Prompt: Once you have checked each line below, report only the number of lines that contain the word "leaf".

Supplied data:
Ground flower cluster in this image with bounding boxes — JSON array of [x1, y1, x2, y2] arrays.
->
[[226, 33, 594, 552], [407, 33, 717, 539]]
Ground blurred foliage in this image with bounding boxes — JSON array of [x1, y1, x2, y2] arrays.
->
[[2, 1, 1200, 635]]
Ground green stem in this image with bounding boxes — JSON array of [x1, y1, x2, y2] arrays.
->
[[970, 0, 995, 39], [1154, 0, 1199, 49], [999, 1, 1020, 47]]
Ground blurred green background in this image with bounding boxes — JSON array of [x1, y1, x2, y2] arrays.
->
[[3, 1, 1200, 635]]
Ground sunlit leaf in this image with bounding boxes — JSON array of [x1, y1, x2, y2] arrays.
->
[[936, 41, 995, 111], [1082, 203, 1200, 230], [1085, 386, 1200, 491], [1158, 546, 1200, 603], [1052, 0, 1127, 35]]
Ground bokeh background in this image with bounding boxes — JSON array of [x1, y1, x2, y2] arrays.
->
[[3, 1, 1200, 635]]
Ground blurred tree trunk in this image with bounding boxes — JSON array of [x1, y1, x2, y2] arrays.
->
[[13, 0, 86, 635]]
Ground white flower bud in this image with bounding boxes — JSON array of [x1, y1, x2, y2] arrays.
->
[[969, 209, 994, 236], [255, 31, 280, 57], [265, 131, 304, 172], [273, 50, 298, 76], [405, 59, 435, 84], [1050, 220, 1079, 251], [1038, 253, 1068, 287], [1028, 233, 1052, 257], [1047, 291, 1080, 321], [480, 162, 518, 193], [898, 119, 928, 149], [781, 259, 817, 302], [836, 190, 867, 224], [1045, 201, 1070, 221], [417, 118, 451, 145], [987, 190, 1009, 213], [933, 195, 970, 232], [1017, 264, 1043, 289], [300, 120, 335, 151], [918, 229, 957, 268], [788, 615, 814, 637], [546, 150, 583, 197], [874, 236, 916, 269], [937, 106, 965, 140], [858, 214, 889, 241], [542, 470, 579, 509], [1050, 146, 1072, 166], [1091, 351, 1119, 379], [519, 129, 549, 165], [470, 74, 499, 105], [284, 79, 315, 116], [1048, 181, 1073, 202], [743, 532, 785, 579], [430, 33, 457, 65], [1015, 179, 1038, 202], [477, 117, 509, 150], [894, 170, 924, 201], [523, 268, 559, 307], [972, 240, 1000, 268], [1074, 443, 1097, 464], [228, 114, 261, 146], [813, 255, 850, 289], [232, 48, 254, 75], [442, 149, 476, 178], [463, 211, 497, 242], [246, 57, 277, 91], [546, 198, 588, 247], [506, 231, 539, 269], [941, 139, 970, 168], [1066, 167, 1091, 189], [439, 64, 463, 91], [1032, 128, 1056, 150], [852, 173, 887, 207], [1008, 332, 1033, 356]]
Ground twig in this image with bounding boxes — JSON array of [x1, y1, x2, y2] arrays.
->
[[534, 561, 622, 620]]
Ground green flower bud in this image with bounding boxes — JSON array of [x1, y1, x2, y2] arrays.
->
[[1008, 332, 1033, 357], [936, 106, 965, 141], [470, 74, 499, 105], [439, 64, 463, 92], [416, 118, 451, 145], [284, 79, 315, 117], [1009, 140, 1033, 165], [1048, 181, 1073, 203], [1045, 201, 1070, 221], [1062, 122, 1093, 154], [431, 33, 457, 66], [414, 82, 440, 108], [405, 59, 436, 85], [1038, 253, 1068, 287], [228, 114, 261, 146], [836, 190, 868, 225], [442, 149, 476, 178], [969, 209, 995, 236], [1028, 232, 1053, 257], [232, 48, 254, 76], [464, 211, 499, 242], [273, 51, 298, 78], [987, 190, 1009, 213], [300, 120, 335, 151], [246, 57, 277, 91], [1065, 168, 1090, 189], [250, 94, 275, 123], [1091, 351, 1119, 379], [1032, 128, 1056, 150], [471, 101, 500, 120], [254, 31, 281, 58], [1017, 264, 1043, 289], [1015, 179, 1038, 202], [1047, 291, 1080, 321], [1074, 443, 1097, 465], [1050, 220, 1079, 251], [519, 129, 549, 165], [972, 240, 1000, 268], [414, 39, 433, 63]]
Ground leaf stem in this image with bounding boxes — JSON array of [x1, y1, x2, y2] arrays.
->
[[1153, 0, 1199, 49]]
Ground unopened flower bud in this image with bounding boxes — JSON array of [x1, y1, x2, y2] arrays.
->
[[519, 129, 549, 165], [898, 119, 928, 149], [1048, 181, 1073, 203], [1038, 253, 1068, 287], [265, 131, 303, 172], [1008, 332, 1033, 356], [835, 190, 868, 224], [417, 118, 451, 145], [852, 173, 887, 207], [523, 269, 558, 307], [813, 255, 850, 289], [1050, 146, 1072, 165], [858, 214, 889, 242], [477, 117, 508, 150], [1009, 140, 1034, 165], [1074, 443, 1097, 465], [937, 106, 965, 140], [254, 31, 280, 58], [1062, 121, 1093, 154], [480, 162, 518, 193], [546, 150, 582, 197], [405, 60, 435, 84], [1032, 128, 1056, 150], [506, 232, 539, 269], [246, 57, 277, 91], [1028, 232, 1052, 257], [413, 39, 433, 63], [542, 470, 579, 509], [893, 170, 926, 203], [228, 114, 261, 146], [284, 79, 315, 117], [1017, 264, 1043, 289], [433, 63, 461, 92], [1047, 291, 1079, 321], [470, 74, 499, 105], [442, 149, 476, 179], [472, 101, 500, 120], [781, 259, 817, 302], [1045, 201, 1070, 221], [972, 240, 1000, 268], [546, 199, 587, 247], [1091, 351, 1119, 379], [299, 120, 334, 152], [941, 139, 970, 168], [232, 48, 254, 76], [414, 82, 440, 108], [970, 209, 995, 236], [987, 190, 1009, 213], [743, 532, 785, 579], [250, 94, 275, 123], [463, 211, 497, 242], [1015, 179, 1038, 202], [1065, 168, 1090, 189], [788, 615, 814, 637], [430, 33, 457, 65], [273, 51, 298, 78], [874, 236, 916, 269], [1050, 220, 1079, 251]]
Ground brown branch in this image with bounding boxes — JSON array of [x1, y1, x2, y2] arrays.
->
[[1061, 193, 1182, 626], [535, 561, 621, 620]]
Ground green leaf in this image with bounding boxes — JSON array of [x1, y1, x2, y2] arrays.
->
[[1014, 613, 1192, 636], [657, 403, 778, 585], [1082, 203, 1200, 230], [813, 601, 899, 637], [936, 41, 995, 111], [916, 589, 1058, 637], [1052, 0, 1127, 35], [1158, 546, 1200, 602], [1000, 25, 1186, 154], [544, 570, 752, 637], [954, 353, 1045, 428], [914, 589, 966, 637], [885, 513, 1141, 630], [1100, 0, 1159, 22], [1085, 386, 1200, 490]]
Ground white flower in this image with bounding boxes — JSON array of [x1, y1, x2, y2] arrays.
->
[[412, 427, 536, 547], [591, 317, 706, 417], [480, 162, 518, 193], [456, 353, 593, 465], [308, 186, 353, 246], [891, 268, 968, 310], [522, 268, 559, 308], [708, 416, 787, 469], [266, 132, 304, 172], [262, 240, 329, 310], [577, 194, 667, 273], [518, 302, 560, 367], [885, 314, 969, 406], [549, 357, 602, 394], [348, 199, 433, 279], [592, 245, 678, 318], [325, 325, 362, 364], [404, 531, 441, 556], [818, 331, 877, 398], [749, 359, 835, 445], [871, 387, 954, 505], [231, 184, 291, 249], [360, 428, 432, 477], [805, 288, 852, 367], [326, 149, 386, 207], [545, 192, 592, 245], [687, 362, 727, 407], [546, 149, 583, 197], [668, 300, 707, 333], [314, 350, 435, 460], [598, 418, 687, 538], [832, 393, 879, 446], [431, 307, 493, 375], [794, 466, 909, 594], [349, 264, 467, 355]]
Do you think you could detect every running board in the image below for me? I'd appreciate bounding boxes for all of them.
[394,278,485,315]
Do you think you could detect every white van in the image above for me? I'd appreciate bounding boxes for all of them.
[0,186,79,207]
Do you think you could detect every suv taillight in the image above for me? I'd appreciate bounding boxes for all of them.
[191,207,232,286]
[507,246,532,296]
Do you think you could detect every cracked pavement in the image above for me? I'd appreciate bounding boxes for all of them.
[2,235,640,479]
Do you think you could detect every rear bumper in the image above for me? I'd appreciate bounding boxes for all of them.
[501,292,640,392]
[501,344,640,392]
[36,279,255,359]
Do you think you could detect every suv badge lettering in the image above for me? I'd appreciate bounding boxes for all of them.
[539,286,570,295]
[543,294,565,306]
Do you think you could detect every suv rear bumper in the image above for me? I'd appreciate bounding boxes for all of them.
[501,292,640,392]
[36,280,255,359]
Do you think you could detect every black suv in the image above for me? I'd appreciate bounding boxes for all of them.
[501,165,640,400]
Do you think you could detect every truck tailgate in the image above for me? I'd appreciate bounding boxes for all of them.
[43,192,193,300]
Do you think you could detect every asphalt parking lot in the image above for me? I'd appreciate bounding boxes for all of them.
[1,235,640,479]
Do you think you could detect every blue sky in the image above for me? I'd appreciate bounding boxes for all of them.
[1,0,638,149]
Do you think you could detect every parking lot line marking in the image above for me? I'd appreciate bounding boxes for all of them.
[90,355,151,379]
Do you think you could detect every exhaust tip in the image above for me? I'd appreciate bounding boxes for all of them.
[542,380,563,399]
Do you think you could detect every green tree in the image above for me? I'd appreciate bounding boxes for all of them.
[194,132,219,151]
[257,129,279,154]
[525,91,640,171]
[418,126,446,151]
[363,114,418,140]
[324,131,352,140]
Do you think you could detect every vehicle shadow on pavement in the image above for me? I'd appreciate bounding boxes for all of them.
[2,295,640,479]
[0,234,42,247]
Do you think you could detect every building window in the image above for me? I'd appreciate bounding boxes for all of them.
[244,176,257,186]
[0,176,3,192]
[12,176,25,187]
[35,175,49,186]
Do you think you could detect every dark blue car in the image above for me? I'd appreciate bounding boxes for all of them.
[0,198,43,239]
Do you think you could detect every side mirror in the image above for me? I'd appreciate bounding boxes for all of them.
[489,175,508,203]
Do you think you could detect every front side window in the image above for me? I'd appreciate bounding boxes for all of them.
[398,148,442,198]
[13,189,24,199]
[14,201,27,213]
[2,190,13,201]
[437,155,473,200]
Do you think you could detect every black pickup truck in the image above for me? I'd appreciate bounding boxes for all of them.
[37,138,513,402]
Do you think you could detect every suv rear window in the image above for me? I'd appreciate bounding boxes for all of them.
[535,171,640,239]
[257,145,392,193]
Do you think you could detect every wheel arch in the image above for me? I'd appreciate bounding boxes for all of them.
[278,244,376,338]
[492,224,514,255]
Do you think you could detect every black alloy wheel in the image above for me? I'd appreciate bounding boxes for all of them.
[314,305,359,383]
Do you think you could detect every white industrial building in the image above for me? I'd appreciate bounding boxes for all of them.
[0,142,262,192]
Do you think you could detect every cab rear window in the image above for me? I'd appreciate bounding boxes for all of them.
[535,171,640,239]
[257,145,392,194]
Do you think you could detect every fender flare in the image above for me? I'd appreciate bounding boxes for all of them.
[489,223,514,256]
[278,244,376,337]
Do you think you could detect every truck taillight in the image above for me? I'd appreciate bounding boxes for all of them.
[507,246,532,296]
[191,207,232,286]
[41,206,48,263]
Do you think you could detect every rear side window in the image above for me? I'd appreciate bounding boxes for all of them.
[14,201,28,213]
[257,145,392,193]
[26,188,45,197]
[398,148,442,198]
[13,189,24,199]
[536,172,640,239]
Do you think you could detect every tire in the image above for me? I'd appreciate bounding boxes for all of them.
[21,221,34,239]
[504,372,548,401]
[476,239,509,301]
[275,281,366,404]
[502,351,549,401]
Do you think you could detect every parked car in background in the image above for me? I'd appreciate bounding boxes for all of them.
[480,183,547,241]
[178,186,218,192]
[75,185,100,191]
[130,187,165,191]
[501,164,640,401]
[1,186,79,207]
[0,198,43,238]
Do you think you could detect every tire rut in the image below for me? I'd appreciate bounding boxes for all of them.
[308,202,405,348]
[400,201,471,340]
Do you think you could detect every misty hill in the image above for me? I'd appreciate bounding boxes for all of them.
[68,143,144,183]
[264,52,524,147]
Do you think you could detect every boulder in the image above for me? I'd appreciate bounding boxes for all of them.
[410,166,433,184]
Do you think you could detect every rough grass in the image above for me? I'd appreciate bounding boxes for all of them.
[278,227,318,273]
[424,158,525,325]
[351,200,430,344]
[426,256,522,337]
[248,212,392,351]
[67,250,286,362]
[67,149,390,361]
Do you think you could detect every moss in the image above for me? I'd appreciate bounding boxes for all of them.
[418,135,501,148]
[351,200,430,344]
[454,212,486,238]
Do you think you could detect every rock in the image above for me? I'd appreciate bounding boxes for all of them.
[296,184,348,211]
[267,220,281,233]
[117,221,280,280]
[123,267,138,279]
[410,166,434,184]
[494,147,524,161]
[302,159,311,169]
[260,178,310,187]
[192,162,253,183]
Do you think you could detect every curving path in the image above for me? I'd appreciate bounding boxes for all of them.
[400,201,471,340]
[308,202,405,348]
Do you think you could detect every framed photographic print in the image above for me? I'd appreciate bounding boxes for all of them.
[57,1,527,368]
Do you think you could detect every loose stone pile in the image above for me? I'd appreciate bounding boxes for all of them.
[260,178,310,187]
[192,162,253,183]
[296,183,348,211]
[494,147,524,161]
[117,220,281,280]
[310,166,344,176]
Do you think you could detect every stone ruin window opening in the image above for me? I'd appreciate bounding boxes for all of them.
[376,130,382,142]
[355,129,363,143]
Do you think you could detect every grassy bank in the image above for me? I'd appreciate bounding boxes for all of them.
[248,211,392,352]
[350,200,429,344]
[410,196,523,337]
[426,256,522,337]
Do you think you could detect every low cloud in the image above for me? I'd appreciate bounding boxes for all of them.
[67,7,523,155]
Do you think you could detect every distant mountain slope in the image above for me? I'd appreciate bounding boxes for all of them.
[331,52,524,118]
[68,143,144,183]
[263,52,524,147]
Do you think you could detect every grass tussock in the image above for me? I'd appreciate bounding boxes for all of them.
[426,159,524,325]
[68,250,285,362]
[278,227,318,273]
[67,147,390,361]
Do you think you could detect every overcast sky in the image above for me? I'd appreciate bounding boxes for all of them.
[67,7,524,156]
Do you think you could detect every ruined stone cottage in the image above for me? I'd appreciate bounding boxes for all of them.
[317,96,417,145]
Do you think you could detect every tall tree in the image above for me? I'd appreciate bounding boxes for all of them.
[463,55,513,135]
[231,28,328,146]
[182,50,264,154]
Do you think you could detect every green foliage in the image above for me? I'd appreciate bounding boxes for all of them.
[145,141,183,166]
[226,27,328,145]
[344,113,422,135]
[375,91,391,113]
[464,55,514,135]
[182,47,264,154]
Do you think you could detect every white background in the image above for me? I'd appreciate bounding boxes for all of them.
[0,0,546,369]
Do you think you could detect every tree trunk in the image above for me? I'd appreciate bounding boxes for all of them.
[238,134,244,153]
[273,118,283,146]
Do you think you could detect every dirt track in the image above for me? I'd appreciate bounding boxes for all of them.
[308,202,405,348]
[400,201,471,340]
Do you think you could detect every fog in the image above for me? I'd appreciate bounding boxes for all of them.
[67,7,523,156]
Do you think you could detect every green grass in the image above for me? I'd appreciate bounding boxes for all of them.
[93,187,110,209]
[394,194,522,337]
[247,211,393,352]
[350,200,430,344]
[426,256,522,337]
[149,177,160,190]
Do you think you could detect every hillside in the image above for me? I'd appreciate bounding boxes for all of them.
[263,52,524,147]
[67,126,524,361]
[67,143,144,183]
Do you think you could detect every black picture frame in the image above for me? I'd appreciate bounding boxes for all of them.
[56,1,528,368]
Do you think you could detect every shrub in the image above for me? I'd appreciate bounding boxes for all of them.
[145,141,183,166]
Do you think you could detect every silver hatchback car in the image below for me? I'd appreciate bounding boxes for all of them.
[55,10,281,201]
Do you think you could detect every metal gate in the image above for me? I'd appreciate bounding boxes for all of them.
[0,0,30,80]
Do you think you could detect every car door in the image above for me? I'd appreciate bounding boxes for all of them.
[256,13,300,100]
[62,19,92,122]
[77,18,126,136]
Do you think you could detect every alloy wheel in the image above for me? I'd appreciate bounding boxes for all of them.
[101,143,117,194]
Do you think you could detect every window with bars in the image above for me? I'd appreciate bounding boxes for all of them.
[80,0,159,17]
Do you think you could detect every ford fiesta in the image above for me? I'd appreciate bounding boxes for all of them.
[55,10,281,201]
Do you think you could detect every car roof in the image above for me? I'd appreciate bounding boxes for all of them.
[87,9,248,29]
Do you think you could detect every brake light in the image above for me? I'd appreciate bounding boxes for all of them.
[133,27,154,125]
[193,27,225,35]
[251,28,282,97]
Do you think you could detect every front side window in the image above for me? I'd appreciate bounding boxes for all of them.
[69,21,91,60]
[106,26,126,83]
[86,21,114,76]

Answer space: 3